* _TASK_: Could you rewrite the entries in the stretch from the line containing "the form [84,139]." through the line containing "Target: red car", replacing "photo" with "image" and leaving everything else unchanged? Leave the pictures out of your answer.

* _RECORDS SHOWN_:

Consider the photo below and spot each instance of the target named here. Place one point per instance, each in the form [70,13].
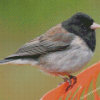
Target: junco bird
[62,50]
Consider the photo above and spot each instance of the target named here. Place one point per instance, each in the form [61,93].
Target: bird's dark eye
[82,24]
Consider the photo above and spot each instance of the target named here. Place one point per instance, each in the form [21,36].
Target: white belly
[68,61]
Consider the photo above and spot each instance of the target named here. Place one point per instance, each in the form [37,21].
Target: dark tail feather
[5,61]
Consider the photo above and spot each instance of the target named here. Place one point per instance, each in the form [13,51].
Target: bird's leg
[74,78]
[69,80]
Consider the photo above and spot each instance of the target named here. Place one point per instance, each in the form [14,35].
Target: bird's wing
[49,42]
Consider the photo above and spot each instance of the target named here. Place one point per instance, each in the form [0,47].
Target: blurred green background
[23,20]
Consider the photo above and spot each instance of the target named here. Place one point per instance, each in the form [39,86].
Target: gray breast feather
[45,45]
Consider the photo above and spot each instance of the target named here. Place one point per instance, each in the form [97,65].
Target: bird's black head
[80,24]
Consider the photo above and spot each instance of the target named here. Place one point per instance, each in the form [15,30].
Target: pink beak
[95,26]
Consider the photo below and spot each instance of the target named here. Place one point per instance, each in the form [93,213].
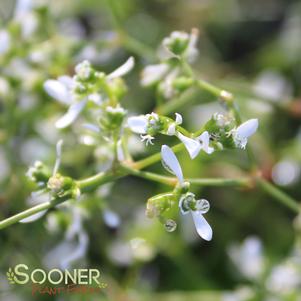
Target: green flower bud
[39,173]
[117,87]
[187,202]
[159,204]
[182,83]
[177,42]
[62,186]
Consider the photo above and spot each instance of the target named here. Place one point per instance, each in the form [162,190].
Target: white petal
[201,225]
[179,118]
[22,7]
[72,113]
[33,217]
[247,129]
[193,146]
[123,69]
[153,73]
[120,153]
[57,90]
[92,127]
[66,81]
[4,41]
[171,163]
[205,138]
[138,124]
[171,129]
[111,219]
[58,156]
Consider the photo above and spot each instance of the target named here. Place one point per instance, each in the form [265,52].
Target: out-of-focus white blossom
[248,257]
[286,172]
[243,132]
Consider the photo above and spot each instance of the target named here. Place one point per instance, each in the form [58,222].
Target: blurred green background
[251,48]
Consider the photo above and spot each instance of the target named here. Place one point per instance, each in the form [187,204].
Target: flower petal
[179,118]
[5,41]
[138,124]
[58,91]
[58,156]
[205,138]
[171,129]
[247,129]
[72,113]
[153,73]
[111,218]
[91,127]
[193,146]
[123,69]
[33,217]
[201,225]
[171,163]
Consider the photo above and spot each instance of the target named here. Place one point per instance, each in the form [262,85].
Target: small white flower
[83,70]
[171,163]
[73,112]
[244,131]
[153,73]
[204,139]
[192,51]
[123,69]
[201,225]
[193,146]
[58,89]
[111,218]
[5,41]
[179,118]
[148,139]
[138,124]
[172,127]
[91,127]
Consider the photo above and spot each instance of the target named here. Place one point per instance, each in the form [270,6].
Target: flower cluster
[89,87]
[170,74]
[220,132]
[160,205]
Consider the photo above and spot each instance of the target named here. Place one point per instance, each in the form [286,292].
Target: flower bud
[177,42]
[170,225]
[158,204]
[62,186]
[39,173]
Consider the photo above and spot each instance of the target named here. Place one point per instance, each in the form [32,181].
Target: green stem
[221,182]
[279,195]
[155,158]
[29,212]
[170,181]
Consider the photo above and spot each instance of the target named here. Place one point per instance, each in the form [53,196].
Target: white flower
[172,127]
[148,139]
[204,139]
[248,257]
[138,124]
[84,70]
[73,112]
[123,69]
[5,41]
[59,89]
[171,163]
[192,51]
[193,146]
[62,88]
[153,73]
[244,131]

* * *

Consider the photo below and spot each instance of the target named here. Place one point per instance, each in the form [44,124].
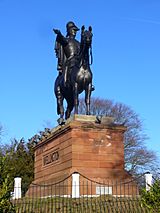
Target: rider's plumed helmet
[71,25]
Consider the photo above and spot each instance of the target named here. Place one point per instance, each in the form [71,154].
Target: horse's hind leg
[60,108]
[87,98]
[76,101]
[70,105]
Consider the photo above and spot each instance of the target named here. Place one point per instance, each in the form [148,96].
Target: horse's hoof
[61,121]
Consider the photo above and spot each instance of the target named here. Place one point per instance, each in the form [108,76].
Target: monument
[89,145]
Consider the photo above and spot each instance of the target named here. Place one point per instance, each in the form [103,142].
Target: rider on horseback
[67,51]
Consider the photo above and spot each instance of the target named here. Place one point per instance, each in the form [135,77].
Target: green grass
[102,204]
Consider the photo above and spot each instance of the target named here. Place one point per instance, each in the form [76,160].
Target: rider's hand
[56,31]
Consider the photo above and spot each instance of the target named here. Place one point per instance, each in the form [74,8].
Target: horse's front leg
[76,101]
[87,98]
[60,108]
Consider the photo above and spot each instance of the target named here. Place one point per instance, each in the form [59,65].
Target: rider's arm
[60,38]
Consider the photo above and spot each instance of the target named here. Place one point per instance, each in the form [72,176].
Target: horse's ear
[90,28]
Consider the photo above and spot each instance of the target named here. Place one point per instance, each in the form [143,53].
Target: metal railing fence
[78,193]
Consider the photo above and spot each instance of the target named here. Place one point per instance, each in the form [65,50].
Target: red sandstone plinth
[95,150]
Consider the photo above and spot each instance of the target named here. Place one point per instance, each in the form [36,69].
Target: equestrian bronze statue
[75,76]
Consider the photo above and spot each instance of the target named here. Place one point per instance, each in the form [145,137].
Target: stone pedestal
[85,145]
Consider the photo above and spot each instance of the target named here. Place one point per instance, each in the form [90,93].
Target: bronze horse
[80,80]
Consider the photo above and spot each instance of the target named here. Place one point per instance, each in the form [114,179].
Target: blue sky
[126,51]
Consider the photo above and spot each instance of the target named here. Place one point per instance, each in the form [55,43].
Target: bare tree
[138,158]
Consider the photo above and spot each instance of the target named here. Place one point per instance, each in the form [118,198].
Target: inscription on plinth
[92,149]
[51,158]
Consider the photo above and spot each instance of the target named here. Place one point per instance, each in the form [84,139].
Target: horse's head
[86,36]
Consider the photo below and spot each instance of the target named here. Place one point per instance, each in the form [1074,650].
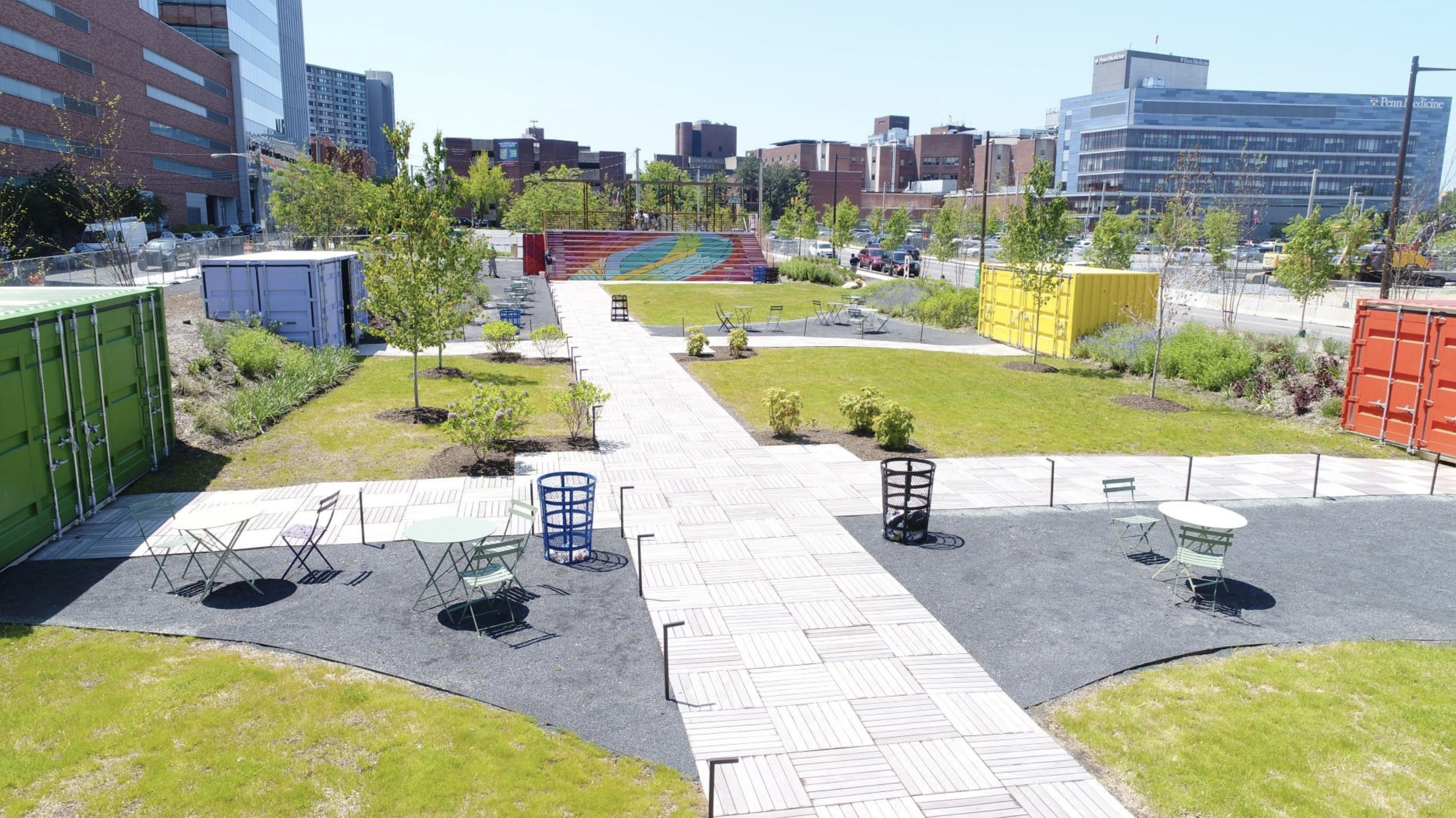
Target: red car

* _THE RESPONSE_:
Consider the image above and spot each instance of the target named here. Place one point per instance, each in the form [84,139].
Target: horse's head
[86,36]
Consider the image below and spot each instance of the target named here. Place one point per instance, each in the form [1074,650].
Target: red car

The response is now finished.